> Text shown
(begin)

Chord Electronics is using HIGH END Vienna 2026 to preview two new stereo power amplifiers before their formal autumn launch: the ULTIMA 7 stereo power amplifier and the Blade, a slimline 0.5U Class G GaN stereo amplifier aimed squarely at the custom installation market.
Both models are British-made, designed by Chord Electronics founder and owner John Franks, and built around the company’s ULTIMA amplifier technology. Full specifications, pricing, and availability will not be announced until September, so consider this a controlled tease rather than the whole menu. Very Chord. Give them credit: they know how to make the audiophile press chase breadcrumbs across Europe.
The timing is also interesting given our recent podcast conversation with Chord Electronics’ Rob Watts, which included more than a few hints about where the company is heading beyond DACs, even if much of the discussion naturally circled back to digital design and the DAVE. These new analogue products suggest Chord is not just polishing its digital crown while the amplifier side waits in the hallway.
We will have more to say after HIGH END Vienna 2026, once we have seen the ULTIMA 7 and Blade in person and Chord decides to release the details everyone actually wants: power output, connectivity, dimensions, pricing, and how much damage they will do to your equipment rack and bank account.
ULTIMA 7: Chord’s New Entry Point

The new ULTIMA 7 stereo power amplifier is designed to visually and physically complement the ULTIMA PRE 3 preamplifier, including matching height, which should make system-building a little cleaner for Chord owners who prefer their racks not to look like a police lineup.

(end)

> Task data
(begin)

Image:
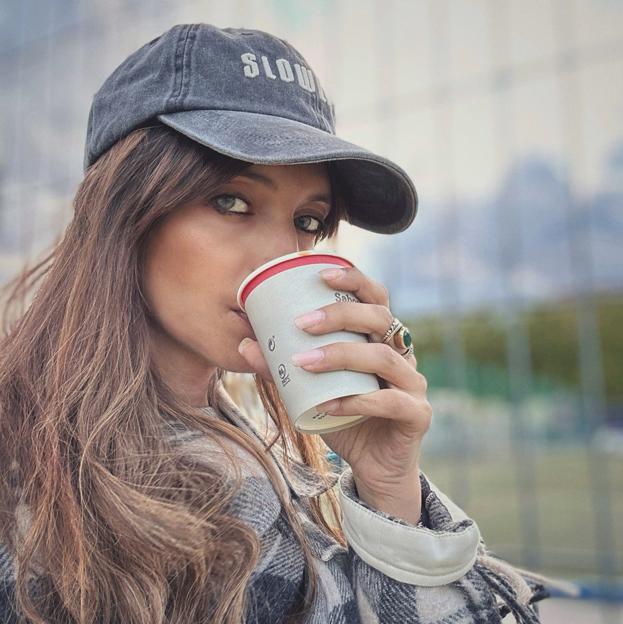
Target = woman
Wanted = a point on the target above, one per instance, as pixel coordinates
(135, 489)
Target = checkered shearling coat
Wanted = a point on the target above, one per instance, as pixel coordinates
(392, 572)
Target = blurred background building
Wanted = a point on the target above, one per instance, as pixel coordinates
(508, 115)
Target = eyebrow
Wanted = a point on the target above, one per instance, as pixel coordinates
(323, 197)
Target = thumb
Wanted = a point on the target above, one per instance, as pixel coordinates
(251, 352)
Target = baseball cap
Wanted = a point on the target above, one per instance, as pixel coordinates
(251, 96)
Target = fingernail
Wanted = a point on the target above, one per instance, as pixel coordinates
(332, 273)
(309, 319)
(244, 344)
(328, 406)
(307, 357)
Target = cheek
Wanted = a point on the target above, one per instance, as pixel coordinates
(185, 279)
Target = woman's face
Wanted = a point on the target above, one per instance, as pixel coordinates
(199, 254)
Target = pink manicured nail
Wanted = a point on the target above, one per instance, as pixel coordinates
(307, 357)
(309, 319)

(end)
(begin)

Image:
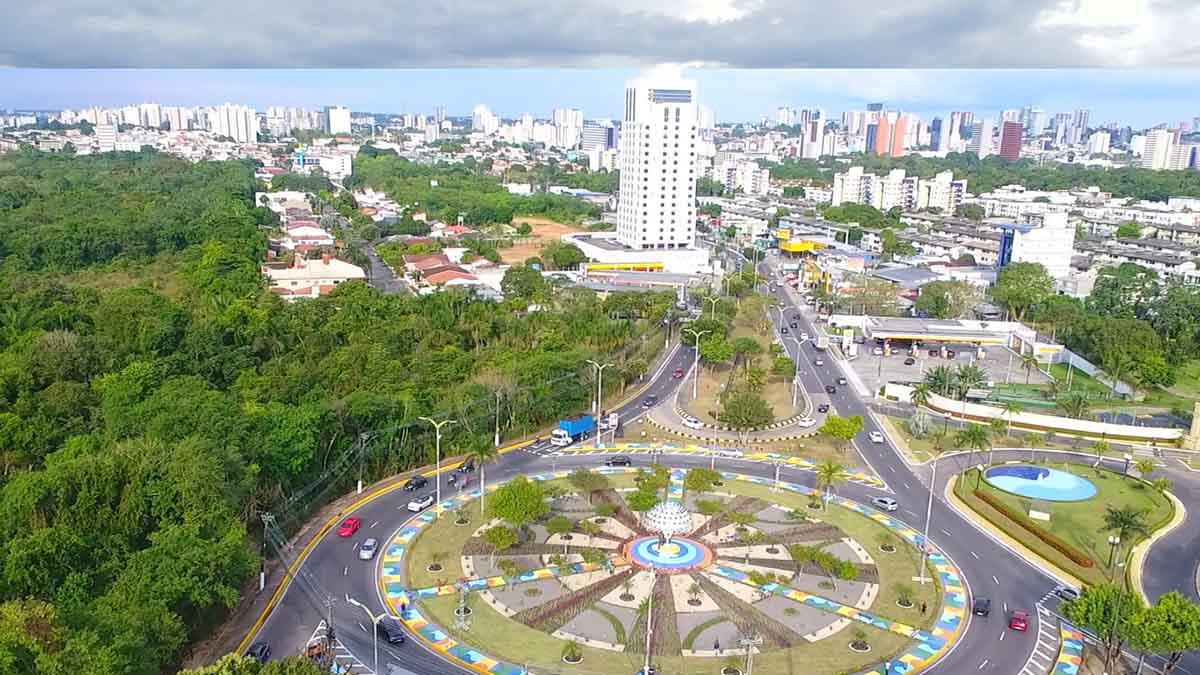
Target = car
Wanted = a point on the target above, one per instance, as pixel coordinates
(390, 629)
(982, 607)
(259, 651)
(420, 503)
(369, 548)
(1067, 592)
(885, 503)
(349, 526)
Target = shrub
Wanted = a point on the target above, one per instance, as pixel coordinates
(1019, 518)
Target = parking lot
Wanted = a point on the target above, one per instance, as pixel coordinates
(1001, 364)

(end)

> Tasks and exercises
a - The article on Chord's new amplifiers names the details that "everyone actually wants." List them.
b - Echo the rows starting at the line containing "Target = parking lot" and ending at the line containing "(1001, 364)".

> Task-by-task results
a -
- Power output
- Connectivity
- Dimensions
- Pricing
- How much damage they will do to your equipment rack and bank account

b -
Target = parking lot
Wanted = a point on the target above, one per instance, as pixel coordinates
(1001, 364)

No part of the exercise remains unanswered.